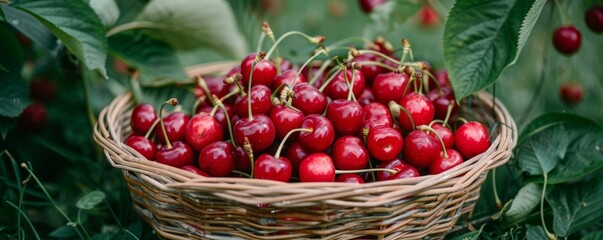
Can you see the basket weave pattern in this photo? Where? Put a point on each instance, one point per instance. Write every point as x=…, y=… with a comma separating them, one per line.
x=183, y=205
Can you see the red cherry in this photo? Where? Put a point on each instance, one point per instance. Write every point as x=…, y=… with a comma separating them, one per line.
x=349, y=178
x=594, y=19
x=263, y=73
x=384, y=143
x=471, y=139
x=260, y=102
x=285, y=119
x=142, y=118
x=309, y=99
x=201, y=130
x=34, y=117
x=571, y=93
x=318, y=167
x=142, y=145
x=390, y=87
x=346, y=116
x=338, y=87
x=175, y=127
x=322, y=134
x=566, y=39
x=441, y=164
x=180, y=155
x=420, y=109
x=269, y=167
x=260, y=131
x=218, y=159
x=349, y=153
x=421, y=149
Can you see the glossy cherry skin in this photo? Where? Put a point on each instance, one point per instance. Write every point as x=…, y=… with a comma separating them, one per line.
x=309, y=99
x=390, y=87
x=318, y=167
x=260, y=131
x=421, y=149
x=142, y=118
x=285, y=119
x=322, y=135
x=175, y=127
x=286, y=78
x=269, y=167
x=571, y=93
x=263, y=73
x=218, y=158
x=34, y=117
x=567, y=39
x=471, y=139
x=420, y=108
x=180, y=155
x=349, y=178
x=195, y=170
x=594, y=19
x=142, y=145
x=338, y=87
x=346, y=116
x=441, y=164
x=260, y=102
x=384, y=143
x=201, y=130
x=349, y=153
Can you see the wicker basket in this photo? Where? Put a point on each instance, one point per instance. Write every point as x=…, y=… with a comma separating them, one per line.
x=182, y=205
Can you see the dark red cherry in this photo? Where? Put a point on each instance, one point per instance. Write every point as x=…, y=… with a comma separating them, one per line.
x=309, y=99
x=175, y=127
x=384, y=143
x=142, y=118
x=201, y=130
x=218, y=158
x=142, y=145
x=285, y=119
x=260, y=131
x=349, y=153
x=421, y=149
x=338, y=87
x=390, y=87
x=346, y=116
x=471, y=139
x=441, y=164
x=318, y=167
x=322, y=134
x=34, y=117
x=420, y=108
x=269, y=167
x=260, y=102
x=263, y=73
x=180, y=155
x=594, y=19
x=567, y=39
x=349, y=178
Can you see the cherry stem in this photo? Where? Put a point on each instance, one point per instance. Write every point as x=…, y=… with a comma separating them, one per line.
x=280, y=146
x=428, y=128
x=172, y=102
x=314, y=40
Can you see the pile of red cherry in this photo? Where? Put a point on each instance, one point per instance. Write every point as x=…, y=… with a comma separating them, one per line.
x=368, y=117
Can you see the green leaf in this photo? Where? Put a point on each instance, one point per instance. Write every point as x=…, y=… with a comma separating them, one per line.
x=156, y=61
x=90, y=200
x=566, y=144
x=83, y=35
x=483, y=37
x=576, y=205
x=190, y=24
x=526, y=200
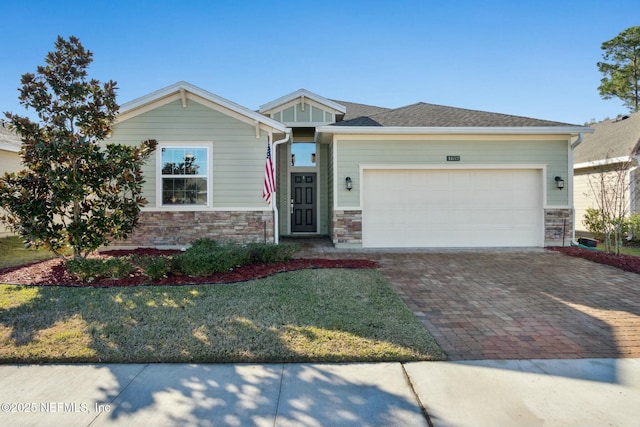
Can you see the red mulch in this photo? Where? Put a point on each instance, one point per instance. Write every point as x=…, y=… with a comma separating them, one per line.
x=624, y=262
x=53, y=272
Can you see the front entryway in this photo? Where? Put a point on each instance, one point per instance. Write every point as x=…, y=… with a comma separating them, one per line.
x=303, y=203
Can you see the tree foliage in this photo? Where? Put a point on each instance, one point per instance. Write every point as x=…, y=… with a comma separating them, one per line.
x=621, y=68
x=609, y=221
x=75, y=190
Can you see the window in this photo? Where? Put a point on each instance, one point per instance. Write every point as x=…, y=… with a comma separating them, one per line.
x=303, y=154
x=185, y=175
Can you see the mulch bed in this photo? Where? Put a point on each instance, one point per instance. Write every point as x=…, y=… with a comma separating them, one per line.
x=624, y=262
x=54, y=273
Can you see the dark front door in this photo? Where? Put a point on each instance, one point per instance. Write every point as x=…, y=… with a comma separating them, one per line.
x=303, y=203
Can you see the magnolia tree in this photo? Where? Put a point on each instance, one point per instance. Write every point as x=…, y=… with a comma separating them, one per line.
x=75, y=190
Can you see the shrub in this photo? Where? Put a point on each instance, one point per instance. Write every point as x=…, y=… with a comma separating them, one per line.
x=207, y=257
x=90, y=269
x=204, y=259
x=634, y=226
x=266, y=253
x=156, y=267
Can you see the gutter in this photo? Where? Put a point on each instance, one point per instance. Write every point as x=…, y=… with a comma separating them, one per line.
x=274, y=200
x=577, y=142
x=527, y=130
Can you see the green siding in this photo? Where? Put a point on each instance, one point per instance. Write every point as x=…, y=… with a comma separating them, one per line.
x=237, y=157
x=351, y=154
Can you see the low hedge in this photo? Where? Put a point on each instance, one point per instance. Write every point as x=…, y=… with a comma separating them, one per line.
x=205, y=257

----

- **EXERCISE DIRECTIONS**
Swap "basket weave pattern" for "woven texture" in the part that opens at the start of the rows and closes with the line containing "x=183, y=205", leaving everything else as it is. Omit the pictures from your answer.

- **FINAL RESULT**
Can you see the woven texture in this photo? Where? Put a point on each instance, one point per instance. Write every point as x=…, y=… with a comma separating them, one per line.
x=183, y=205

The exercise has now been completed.